- _Extrait_:
+ + + + +
Ceci va obliger les coopératives à changer totalement de modèle économique : en particulier de vendre du conseil au lieu de vendre des intrants. Et le plus grand changement est à faire… dans les têtes des dirigeants et des salariés. Heureusement nombre d’entre elles ont commencé à négocier ce virage long et difficile, à commencer par celles qui soutiennent notre association AEI, ou ont créé ensemble une « chaire AEI ». Mais pour d’autres, leur attentisme consiste souvent à se voiler la face et se réjouir de petites étincelles alors que c’est tout le brasier qui s’éteint. De ce point de vue la baisse (très provisoire) du prix des carburants risque de les conforter quelques saisons de plus, jusqu’à ce qu’elles soient contraintes d’aborder le nécessaire et profond changement sans l’avoir vraiment anticipé.
+ + + + +
- _Exercice 1_: D'après l'extrait, que devront vendre les coopératives au lieu de vendre des intrants ?
- _Exercice 2_: Reproduisez l'extrait à l'identique en commençant aux mots « Ceci va obliger » et en vous arrêtant après les mots « l’avoir vraiment anticipé. ».

Données de localisation de points:
+ + + + +
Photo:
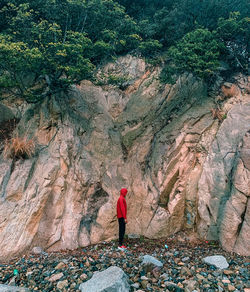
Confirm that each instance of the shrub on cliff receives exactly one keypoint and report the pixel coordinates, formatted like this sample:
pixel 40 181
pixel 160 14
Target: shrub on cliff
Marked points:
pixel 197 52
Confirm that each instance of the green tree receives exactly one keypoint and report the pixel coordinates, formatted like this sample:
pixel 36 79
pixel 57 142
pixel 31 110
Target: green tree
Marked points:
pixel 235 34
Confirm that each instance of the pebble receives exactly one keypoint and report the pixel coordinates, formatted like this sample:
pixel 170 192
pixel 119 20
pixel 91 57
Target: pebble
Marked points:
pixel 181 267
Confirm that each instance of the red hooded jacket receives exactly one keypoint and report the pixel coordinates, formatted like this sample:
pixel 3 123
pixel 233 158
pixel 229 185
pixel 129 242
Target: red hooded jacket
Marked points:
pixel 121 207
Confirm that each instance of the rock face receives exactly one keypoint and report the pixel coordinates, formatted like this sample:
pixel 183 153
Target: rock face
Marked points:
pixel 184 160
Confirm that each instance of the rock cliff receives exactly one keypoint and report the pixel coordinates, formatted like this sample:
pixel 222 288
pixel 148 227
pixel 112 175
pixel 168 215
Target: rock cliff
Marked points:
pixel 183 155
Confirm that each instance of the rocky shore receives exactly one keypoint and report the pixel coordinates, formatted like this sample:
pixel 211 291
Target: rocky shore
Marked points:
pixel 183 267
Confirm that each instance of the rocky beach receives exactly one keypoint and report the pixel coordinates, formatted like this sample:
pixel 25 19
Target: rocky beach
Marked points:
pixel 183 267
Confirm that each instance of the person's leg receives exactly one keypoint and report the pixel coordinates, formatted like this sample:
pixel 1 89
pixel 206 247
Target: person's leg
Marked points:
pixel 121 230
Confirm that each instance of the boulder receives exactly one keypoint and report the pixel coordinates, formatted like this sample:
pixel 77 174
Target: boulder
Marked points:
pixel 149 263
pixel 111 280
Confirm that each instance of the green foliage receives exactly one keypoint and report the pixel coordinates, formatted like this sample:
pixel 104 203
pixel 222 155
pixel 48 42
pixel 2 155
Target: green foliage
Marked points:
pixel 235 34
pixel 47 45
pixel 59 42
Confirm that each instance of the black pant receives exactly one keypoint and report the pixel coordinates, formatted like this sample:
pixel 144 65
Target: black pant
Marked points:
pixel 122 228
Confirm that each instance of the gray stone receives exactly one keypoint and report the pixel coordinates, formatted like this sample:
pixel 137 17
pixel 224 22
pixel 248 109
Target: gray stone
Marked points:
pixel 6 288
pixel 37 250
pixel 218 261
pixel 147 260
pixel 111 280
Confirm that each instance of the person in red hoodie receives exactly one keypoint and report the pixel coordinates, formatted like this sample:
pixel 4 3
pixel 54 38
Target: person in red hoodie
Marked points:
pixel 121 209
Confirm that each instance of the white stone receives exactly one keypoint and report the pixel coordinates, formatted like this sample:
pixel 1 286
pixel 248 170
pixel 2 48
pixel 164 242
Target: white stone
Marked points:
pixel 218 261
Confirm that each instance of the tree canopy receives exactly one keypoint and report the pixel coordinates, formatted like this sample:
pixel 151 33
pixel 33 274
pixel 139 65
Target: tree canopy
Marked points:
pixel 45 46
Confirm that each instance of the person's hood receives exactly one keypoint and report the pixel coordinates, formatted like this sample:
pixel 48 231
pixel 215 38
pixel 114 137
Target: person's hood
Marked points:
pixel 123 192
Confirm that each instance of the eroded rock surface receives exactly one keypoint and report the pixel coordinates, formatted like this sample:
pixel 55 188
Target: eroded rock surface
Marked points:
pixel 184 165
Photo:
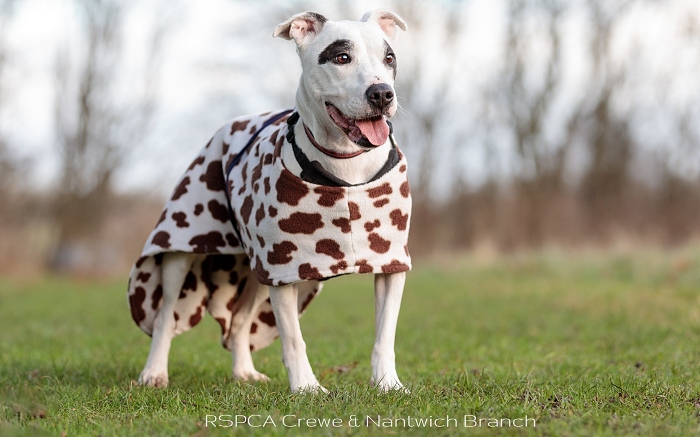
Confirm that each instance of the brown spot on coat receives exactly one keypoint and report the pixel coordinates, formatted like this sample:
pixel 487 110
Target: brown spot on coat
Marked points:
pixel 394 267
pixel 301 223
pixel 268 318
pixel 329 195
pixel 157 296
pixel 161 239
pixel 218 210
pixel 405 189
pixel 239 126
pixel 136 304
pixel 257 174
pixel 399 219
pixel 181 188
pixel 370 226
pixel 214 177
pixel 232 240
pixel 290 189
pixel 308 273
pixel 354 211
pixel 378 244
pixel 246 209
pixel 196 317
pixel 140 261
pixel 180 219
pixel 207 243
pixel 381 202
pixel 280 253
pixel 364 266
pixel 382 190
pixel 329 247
+ + + + +
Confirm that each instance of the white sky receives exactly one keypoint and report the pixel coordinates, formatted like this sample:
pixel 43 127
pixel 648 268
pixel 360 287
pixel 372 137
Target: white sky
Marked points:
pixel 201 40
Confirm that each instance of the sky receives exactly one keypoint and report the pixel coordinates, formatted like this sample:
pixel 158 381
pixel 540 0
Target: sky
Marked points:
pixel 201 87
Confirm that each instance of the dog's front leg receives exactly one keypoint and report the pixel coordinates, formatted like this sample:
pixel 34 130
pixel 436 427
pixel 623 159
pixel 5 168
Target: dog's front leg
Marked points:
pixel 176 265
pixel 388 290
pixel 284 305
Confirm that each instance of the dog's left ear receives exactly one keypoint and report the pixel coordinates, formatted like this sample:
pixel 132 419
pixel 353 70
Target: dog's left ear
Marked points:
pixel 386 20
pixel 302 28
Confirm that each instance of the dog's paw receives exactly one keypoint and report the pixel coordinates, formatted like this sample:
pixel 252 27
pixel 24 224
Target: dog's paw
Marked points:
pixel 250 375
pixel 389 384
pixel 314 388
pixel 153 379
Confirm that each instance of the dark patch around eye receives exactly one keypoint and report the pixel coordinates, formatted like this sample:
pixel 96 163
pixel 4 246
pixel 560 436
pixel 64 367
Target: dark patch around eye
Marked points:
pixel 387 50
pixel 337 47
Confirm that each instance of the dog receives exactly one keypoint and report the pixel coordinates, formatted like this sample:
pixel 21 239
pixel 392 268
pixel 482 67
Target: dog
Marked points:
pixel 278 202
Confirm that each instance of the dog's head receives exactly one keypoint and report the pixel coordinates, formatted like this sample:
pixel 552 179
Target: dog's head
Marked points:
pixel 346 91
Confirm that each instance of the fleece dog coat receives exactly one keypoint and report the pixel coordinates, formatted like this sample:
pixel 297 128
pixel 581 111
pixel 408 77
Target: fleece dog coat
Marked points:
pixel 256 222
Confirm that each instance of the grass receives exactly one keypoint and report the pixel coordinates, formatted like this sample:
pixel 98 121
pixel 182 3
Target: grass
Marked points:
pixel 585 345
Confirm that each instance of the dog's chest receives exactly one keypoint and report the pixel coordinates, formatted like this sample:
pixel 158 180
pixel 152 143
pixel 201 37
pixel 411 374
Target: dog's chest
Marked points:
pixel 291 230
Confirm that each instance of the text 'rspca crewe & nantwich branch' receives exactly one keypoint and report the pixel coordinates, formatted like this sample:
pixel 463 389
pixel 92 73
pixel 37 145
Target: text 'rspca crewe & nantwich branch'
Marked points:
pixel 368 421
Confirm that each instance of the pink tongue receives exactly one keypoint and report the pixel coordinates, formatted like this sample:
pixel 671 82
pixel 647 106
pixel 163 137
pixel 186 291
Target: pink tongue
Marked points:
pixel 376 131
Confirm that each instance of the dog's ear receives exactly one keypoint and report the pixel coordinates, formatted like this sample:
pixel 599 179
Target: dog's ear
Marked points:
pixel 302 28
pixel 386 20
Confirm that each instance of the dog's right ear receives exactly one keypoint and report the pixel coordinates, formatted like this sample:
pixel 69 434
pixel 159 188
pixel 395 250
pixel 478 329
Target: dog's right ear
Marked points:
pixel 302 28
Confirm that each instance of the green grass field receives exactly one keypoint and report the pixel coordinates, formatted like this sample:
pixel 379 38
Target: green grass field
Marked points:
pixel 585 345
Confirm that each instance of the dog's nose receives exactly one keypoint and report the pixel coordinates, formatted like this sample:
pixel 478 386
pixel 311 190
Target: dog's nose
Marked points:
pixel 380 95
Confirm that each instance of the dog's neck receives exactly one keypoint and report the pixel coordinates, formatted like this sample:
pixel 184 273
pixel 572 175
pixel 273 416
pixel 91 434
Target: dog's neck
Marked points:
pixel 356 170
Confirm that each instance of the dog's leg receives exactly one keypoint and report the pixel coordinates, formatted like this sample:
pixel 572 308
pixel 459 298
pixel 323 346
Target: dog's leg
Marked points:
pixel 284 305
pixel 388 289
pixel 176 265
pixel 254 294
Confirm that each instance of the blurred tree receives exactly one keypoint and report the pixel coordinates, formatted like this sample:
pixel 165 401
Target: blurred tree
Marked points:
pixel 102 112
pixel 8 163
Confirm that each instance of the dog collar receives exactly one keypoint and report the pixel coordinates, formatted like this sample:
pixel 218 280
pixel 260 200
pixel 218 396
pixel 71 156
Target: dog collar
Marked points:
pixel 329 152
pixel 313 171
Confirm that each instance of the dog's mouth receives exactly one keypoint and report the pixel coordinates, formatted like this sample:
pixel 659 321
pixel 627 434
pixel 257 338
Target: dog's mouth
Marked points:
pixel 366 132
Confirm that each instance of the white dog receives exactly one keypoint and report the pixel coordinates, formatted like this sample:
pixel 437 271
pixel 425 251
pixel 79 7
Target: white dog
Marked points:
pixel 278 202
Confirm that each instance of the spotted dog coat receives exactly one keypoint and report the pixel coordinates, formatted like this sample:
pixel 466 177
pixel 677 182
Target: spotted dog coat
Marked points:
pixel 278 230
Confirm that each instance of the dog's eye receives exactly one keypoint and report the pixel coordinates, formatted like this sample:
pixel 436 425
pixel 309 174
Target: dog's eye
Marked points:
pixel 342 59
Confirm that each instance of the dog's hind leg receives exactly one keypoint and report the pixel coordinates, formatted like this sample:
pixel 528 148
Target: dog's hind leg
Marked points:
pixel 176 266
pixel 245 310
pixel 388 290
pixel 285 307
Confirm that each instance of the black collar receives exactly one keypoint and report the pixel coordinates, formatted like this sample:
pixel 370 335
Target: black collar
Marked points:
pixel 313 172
+ + + + +
- _Corrigé 1_: Du conseil.

- _Corrigé 2_:
Ceci va obliger les coopératives à changer totalement de modèle économique : en particulier de vendre du conseil au lieu de vendre des intrants. Et le plus grand changement est à faire… dans les têtes des dirigeants et des salariés. Heureusement nombre d’entre elles ont commencé à négocier ce virage long et difficile, à commencer par celles qui soutiennent notre association AEI, ou ont créé ensemble une « chaire AEI ». Mais pour d’autres, leur attentisme consiste souvent à se voiler la face et se réjouir de petites étincelles alors que c’est tout le brasier qui s’éteint. De ce point de vue la baisse (très provisoire) du prix des carburants risque de les conforter quelques saisons de plus, jusqu’à ce qu’elles soient contraintes d’aborder le nécessaire et profond changement sans l’avoir vraiment anticipé.